> _Directions_: Please convert the records, starting at the line that contains "Batch job spec — class: sedge" and ending at the line that contains "76, 90, 676, 1298" (both included), into a Markdown table with the columns No. and Text. Give each line its own numbered row, leave out blank lines, and include nothing outside that span.

+ + + +

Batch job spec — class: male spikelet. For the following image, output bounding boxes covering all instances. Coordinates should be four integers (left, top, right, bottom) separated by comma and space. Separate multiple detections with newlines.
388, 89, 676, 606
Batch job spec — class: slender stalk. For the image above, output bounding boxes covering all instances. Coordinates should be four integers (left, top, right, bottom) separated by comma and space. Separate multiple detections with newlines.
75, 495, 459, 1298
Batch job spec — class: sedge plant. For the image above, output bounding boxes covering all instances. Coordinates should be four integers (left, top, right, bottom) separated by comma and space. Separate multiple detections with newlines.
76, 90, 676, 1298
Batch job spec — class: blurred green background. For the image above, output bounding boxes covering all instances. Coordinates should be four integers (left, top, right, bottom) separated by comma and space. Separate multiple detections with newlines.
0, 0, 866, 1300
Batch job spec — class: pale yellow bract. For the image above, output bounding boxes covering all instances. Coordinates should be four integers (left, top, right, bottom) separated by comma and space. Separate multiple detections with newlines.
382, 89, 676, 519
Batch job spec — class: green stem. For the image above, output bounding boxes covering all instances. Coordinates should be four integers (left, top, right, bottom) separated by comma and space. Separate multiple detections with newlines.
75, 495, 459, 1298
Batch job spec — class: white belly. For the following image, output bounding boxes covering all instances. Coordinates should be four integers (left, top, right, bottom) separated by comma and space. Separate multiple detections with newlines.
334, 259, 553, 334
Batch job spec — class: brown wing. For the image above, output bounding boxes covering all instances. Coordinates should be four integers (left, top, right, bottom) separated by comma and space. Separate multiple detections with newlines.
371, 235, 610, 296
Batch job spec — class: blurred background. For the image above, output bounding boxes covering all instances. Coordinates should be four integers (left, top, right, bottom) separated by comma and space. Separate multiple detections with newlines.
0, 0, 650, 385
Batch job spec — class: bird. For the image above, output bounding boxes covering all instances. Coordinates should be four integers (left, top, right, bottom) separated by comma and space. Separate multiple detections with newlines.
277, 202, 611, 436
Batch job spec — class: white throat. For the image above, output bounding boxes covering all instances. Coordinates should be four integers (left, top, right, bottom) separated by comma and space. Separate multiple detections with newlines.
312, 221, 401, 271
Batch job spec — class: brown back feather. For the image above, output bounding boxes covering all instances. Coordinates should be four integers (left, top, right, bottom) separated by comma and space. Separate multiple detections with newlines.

+ + + +

> _Answer in full_:
| No. | Text |
|---|---|
| 1 | Batch job spec — class: sedge plant. For the image above, output bounding boxes covering all instances. Coordinates should be four integers (left, top, right, bottom) separated by comma and space. Separate multiple detections with newlines. |
| 2 | 76, 90, 676, 1298 |